+++ PASSAGE GIVEN

I've provided an optimized CUDA implementation, a simple reference CPU version, and a more optimized CPU version for comparison. Results are provided for many games up to 8 pins or 15 colors.

Multiple strategies are implemented: Knuth1, Expected Size2, Entropy2, and Most Parts3.

For a 7 pin 7 color game, using Knuth's algorithm, my previous best game-at-a-time CUDA algorithm executed in 24.3s. The current algorithm executes in 14.2s.

Prior Approaches

The core of most interesting Mastermind algorithms comes from the method described by Knuth in [1]. It involves scoring all codewords, $AC$, against a diminishing set of possible solutions, $PS$, which splits them into subsets based on their scores. The sizes of those subsets guide the selection of the next guess to play. For a game of $c$ colors and $p$ pins, there are $n = c^p$ codewords and thus $\mathcal{O}( n^2)$ scores computed for each guess played in a game. Overall this is $\mathcal{O}(n^3)$ when playing all $n$ games, which is the focus of this paper.

Algorithms which play a single game at a time will play the next guess, reduce $PS$ by removing any codewords which couldn't possibly be the solution anymore, select a new guess, and try again until the game is won. Memoization of intermediate results significantly accelerates later games as the initial paths through the solution space are shared by many games, and are the most expensive with large $PS$.4

A reasonable first approach to solving Mastermind on the GPU is to move the most expensive portion of the CPU-based algorithm into a GPU kernel, accelerating that portion, and then move more pieces as warranted. This can work quite well, especially since finding the next guess is so extremely expensive and amenable to parallelism.

++++++

| REQUESTS |
A. According to the Mastermind passage, why does memoizing intermediate results speed up later games? Answer in one to three sentences.
B. Proceed with the Mastermind passage, continuing from its last sentence.
The entries after this point are separate material with no connection to the Mastermind passage.

+++ INFORMATION GIVEN

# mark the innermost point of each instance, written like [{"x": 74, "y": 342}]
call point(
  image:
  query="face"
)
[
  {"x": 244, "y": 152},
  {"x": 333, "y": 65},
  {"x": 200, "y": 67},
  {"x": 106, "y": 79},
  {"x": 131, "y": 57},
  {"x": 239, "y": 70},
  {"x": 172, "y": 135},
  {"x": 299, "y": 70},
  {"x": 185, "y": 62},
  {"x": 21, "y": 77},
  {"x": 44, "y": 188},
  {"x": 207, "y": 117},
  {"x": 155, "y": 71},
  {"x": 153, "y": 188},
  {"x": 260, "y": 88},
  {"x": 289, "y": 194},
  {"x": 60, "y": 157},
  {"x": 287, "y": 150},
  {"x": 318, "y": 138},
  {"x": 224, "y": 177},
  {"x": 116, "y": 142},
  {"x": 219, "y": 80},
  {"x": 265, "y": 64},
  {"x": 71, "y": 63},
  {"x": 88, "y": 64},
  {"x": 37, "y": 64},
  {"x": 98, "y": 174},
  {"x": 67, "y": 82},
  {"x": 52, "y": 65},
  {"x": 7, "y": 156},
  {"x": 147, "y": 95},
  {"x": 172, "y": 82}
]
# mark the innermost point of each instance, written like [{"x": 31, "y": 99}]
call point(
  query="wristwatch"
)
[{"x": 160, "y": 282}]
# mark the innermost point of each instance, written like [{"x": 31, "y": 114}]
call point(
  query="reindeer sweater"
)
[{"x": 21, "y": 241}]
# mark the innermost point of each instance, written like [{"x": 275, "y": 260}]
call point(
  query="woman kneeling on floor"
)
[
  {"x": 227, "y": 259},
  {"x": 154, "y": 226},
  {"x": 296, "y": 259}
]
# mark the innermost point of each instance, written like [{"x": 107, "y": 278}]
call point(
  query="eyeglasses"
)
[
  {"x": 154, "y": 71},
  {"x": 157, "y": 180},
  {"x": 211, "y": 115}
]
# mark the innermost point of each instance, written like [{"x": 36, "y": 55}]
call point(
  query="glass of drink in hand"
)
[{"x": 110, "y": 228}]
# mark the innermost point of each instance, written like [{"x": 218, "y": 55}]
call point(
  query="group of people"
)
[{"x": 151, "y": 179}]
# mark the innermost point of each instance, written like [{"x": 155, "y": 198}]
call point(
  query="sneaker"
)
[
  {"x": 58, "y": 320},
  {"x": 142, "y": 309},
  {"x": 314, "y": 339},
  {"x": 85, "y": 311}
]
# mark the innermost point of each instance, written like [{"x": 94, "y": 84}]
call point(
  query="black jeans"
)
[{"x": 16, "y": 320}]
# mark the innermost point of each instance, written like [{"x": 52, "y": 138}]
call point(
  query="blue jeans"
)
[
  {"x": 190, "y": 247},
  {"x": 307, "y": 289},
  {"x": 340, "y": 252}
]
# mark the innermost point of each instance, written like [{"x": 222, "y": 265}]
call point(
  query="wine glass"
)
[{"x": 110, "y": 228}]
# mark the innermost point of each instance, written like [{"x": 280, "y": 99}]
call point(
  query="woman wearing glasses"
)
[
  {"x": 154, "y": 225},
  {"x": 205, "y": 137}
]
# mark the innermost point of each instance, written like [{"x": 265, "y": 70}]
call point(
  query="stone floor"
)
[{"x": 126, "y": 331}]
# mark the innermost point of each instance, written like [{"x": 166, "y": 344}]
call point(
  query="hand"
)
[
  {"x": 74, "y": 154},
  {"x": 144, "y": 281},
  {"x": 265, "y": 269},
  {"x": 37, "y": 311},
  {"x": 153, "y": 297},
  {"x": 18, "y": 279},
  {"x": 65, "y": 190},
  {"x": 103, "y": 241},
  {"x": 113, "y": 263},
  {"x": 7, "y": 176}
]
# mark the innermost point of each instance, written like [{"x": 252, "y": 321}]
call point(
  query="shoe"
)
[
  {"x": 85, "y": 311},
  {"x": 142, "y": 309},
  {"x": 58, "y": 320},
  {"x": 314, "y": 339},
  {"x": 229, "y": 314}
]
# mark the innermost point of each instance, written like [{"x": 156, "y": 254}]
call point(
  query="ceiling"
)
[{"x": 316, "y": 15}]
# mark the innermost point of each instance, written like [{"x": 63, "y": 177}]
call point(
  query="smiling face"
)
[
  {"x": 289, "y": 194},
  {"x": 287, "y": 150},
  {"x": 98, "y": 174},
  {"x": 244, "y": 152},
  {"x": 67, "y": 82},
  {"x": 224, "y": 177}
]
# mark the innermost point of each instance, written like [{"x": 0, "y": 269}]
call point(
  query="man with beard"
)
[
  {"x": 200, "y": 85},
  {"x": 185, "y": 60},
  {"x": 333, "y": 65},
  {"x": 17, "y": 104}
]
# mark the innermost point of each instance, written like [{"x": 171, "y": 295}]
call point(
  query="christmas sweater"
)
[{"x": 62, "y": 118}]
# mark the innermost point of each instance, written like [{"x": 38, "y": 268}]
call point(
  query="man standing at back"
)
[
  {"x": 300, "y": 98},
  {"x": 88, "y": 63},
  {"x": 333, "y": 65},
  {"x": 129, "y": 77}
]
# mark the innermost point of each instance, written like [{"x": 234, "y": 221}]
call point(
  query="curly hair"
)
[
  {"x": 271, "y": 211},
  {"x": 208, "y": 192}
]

++++++

| RESULTS FOR EACH TASK |
A. Memoization speeds up later games because many games share the same initial paths through the solution space. Those early paths are also the most expensive to compute, since the set of possible solutions is still large at that stage.

B.
However, these approaches hit practical limits of memory bandwidth, both on-device and host-to-device, and work scheduling as they are unable to effectively group work between games.

Playing all games at once

When the same initial guess is played for all games (each with an unknown but unique secret), the resulting scores partition the games into disjoint regions with a common property: all games within a region have the same reduced $PS$. As such, all games in a region get the same next guess, and when that guess is played the region is further partitioned into new, disjoint regions with the same property. This continues until each region reduces to a single game which is then won. If each game is identified by its secret, then the list of games and $PS$ are initially the same, and each region's games are the same as that region's $PS$.

Regions can be identified by the ordered sequence of scores which formed them, $R_i = (s_1, s_2, ... s_{d_i})$ where $d_i$ is the depth of the final guess for that region. All games in a region share the same $PS$, so the next guess is the same for them all.

Because every such region is disjoint from all others at a given depth, they may all be computed in parallel without synchronization or regard to order. Regions of similar size, or with similar other properties, may be grouped and dispatched to the GPU in any way that best exploits the nature of the device at hand.

The algorithm

Regions are given an id $R_i$ that is the sequence of all scores which have created the region. Each id is initially empty, and scores are appended with each turn until a winning score is added and the id is complete.

Identify each game $g$ by its secret. This provides a simple, convenient ordering and a good way to lookup region ids and next guesses for a game.

  1. Set $G = \{g_0, g_1, ... g_n\}$
  2. Set the next guess for each game $N_g$ to the precomputed starting guess
  3. Set the region id for every game $R_g = ()$
  4. While there are games in $G$:
    1. Score a game's next guess $N_g$ and append that score to $R_g$
    2. Remove any game just won from $G$
    3. For each unique, un-won region $R$
      1. Using $PS = R$, compute a new guess $c$ for $R$
      2. Update $N_g = c$ for each game in $R$

This algorithm has a few important properties:

  • Order in each step doesn't matter. For example, in step 4.i we can score games and build region ids in any order.
  • Each step is parallelizable, with no shared state between games or regions within each step.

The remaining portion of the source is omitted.